Extrait:

En cas de déviation avec une mobilité oculaire relativement respectée, l'intervention est une « chirurgie classique », souvent monoculaire bimusculaire par affaiblissement et renforcement des muscles antagonistes. C'est le cas des strabismes concomitants et des paralysies où la motilité est conservée, comme dans les paralysies partielles du VI, où l'œil passe la ligne médiane lors de l'abduction ; l'on réalise alors un renforcement du droit latéral paralysé et un affaiblissement droit médial (muscle antagoniste).
En cas de paralysie avec impotence de duction majeure, on a recours à une chirurgie de suppléance. Le plus souvent pour les paralysies du VI, lorsque l'œil ne passe pas la ligne médiane, on utilise une transposition de la partie temporale du droit supérieur et de la partie temporale du droit inférieur qu'on fixe dans la région de l'insertion du droit latéral, éventuellement associée à un recul du droit médial (voir fig. 21-4). Il existe de multiples variantes à ce type de procédure, la limite principale étant de respecter la vascularisation ciliaire antérieure pour prévenir une ischémie du segment antérieur du globe.
Dans les paralysies du III, l'indication dépendra de la motilité et du nombre de muscles atteints. En fonction des cas et du terrain, les objectifs fonctionnels (en termes de diminution de la diplopie) peuvent être très modestes et l'abstention n'est pas rare.
Pour les paralysies du IV, en fonction des habitudes, la chirurgie pourra consister le plus souvent en un affaiblissement de l'oblique inférieur, un renforcement de l'oblique supérieur, l'association des deux, ou une chirurgie sur un muscle oblique et un droit vertical.
Dans les pathologies orbitaires, le mécanisme du trouble est le plus souvent une restriction musculaire et la règle est d'affaiblir les muscles restrictifs.
Résultats de la chirurgie
Les résultats de la chirurgie sont conditionnés par le nombre de muscles touchés et surtout par la motilité oculaire. Meilleure est la mobilité, meilleurs sont le rendement du geste chirurgical et la possibilité d'obtenir une grande zone de vision simple (dite zone de fusion). Souvent, l'objectif n'est pas la suppression totale de la diplopie, mais d'obtenir, dans un minimum idéal, une vision simple dans le regard de face et vers le bas. Une information circonstanciée et réaliste sur les résultats attendus doit impérativement être donnée aux patients. La chirurgie offre souvent un grand bénéfice aux patients en termes de qualité de vie quand elle supprime ou améliore la diplopie. Le plus souvent, la chirurgie améliore simultanément l'aspect esthétique du strabisme. L'amélioration de cet aspect peut aussi être une raison d'opérer, dans des cas où un bon résultat fonctionnel ne peut pas être obtenu.

Données fournies:
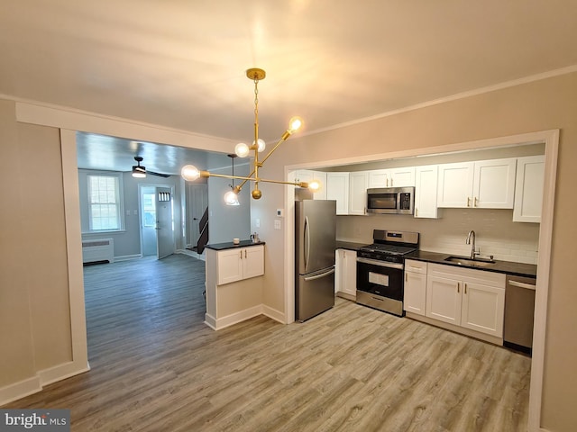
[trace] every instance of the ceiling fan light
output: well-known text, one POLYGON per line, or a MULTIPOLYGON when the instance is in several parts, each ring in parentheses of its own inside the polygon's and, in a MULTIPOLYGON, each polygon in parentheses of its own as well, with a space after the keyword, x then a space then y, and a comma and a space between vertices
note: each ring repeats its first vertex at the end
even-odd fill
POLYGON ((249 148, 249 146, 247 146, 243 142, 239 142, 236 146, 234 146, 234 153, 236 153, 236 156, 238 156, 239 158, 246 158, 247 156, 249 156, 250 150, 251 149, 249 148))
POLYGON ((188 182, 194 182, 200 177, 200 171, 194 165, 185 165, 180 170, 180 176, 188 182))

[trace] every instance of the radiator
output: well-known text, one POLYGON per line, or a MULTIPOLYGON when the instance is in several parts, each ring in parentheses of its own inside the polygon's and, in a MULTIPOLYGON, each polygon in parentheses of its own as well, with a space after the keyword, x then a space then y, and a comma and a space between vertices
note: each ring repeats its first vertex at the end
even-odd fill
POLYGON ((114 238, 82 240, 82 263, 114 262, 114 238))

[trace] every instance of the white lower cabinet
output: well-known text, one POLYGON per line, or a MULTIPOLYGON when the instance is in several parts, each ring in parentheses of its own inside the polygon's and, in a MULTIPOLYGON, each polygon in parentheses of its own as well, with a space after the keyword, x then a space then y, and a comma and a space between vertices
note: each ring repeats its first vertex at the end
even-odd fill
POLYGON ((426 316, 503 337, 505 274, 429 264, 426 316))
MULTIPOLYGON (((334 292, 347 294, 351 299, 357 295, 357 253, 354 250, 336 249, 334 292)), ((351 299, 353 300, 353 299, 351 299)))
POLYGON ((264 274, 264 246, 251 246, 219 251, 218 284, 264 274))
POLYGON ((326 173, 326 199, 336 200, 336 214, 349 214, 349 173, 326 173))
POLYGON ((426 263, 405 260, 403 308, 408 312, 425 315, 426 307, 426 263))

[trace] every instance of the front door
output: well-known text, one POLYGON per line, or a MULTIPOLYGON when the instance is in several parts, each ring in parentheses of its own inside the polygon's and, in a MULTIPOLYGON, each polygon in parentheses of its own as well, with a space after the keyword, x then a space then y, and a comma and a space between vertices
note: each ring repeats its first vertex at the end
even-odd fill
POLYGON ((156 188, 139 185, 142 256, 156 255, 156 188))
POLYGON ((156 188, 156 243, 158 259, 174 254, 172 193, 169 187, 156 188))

==

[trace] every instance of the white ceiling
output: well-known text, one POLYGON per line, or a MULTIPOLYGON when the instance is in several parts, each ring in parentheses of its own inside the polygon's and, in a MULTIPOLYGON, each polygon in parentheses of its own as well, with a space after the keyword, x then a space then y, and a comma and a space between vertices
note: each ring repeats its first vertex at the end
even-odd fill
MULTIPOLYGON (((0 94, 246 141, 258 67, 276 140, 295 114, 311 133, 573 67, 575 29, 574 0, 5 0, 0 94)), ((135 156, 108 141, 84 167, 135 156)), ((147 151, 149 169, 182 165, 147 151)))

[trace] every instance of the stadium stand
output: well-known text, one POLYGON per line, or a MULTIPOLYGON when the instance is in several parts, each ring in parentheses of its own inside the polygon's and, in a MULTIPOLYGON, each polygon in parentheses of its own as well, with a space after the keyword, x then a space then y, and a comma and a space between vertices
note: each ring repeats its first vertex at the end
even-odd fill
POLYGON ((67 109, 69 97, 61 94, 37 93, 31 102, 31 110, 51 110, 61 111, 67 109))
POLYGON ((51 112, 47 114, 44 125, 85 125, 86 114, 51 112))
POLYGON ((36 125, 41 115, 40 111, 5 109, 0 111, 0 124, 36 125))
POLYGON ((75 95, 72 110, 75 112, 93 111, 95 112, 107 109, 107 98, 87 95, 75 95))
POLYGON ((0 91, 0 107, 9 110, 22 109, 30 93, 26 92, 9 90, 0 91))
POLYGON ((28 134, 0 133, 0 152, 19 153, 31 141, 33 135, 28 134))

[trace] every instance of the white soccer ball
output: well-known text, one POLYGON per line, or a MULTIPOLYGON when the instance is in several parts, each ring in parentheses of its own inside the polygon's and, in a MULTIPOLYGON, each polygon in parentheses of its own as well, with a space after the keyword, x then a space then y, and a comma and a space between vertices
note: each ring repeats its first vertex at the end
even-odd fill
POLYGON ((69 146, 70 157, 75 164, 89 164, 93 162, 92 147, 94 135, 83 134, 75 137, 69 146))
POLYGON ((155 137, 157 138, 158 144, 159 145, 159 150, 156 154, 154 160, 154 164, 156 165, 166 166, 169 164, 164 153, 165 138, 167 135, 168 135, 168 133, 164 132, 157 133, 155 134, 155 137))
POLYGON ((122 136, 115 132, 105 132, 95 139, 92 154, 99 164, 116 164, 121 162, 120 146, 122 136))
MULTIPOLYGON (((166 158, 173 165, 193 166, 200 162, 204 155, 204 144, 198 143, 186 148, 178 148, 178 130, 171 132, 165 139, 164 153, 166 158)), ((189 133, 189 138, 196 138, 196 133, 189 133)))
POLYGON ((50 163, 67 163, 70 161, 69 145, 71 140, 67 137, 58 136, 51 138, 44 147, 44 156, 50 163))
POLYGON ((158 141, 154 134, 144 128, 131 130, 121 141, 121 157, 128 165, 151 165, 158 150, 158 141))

Consigne 1: Comment traduit-on en anglais cette phrase de l'extrait : « Dans les pathologies orbitaires, le mécanisme du trouble est le plus souvent une restriction musculaire et la règle est d'affaiblir les muscles restrictifs. » ?
Consigne 2: Quels muscles oculaires l'extrait nomme-t-il précisément, sans compter les désignations génériques comme « droit vertical » ou « muscle oblique » ?
Consigne 3: Pouvez-vous recopier à l'identique le passage de l'extrait qui va de « Pour les paralysies du IV, en » jusqu'à « les muscles restrictifs. » ?

Corrigé détaillé 1: In orbital disorders, the mechanism of the disturbance is most often a muscle restriction, and the rule is to weaken the restrictive muscles.

Corrigé détaillé 2:
- droit latéral
- droit médial
- droit supérieur
- droit inférieur
- oblique inférieur
- oblique supérieur

Corrigé détaillé 3:
Pour les paralysies du IV, en fonction des habitudes, la chirurgie pourra consister le plus souvent en un affaiblissement de l'oblique inférieur, un renforcement de l'oblique supérieur, l'association des deux, ou une chirurgie sur un muscle oblique et un droit vertical.
Dans les pathologies orbitaires, le mécanisme du trouble est le plus souvent une restriction musculaire et la règle est d'affaiblir les muscles restrictifs.